━━━ Text for analysis ━━━

Q
What is the value in partnering with brokerages?
A
It offers huge value. Essentially, insurance is an abstract product that is based on considering the possibility of negative outcomes and trying to mitigate the risk by taking out an insurance product. In these moments, you don’t want to talk to a chatbot; you want to talk to a human who is empathetic. We believe that, with insurance, people play an extremely important role in building trust and providing transparency and clarity. There is a small customer cohort that has the ambition to understand everything, research everything and understand it, but that is a very small group. The majority of people don’t want to have anything to do with insurance. That is why dealing with a real person plays such an important role.
Q
How does the technology streamline the insurance process?
A
We work on a single tech platform to build all of our insurance products. This is very important because, for the different countries, we don’t have different tech platforms. It’s a central product team that builds insurance products for all of our insurance markets, so we can speed up the process, as a lot of it is replicable and the only difference is catering to the local market requirements. …We’re very fast, and we build these products based on the demands of the advisors and customers.
Q
Why is understanding differences in distribution crucial?
A
We started off in Switzerland and Germany, and we are now also in Austria; we are in Poland and recently launched in Italy. There are a few more European markets that we will be launching in very soon. The model that we have built truly understands the differences in distribution, market by market. Distribution in Italy works very differently from distribution in Switzerland. While in Italy, affinity partnership is very strong—you buy a car, and you get insurance with the car—this doesn’t happen in Switzerland. The broker channel is very, very strong in Switzerland. In Germany, the tied-agent channel is very strong. If I come to the U.S. with the same distribution channel that has worked in Germany, I am going to fail miserably. The game is very different in distribution, and the international success is actually won in distribution, which has the closest relationship with the customer. So our strategy is simple: we get closer to the end-customer by powering the brokers. If we can deliver a better customer experience for our partners, they will deliver a better customer experience for the end-customer. It’s a win-win for everyone.
━━━ Dataset records ━━━
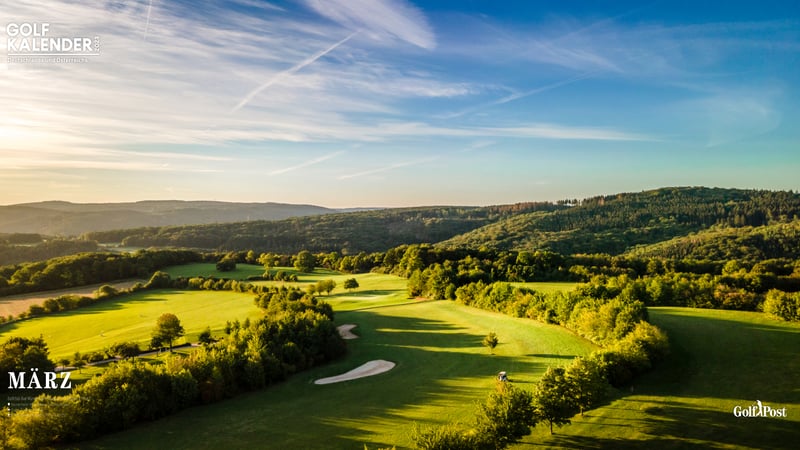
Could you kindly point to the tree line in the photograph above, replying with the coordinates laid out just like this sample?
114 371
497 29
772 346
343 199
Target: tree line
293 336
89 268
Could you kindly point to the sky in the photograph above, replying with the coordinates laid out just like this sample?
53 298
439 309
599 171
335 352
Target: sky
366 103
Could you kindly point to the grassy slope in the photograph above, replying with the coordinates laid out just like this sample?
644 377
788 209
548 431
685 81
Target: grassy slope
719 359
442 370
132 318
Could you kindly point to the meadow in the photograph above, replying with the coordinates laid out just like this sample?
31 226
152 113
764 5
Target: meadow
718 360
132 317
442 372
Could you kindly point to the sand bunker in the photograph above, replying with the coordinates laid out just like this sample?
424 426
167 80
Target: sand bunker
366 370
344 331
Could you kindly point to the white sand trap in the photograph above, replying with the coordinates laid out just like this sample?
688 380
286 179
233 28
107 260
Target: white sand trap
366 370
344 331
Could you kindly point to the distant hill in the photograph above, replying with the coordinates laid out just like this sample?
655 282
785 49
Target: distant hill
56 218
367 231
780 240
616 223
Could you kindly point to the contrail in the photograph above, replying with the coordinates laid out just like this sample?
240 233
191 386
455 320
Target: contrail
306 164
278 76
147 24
━━━
━━━ Dataset records ━━━
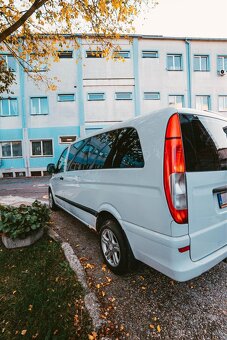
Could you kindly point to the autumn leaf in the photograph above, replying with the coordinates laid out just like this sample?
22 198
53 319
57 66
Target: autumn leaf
━━━
• [Task 1]:
Answer these questions from the interview on insurance:
(a) In moments of negative outcomes, what does the interview say people don't want to talk to?
(b) How many tech platforms does the company use to build its insurance products?
(c) Which channel is described as very strong in Germany?
• [Task 2]:
Decide whether each statement agrees with the interview on insurance, and quote the words that settle it:
(a) The company runs a different tech platform in each country.
(b) The company began in Switzerland and Germany.
(c) Getting insurance along with a car purchase is common in Switzerland.
• [Task 3]: Translate this sentence from the interview on insurance into Spanish: "The majority of people don’t want to have anything to do with insurance."
Use only the interview on insurance as your source.

• [Final answer 1]:
(a) A chatbot.
(b) A single tech platform.
(c) The tied-agent channel.

• [Final answer 2]:
(a) No: "for the different countries, we don’t have different tech platforms."
(b) Yes: "We started off in Switzerland and Germany"
(c) No: "you buy a car, and you get insurance with the car—this doesn’t happen in Switzerland."

• [Final answer 3]: La mayoría de las personas no quiere tener nada que ver con los seguros.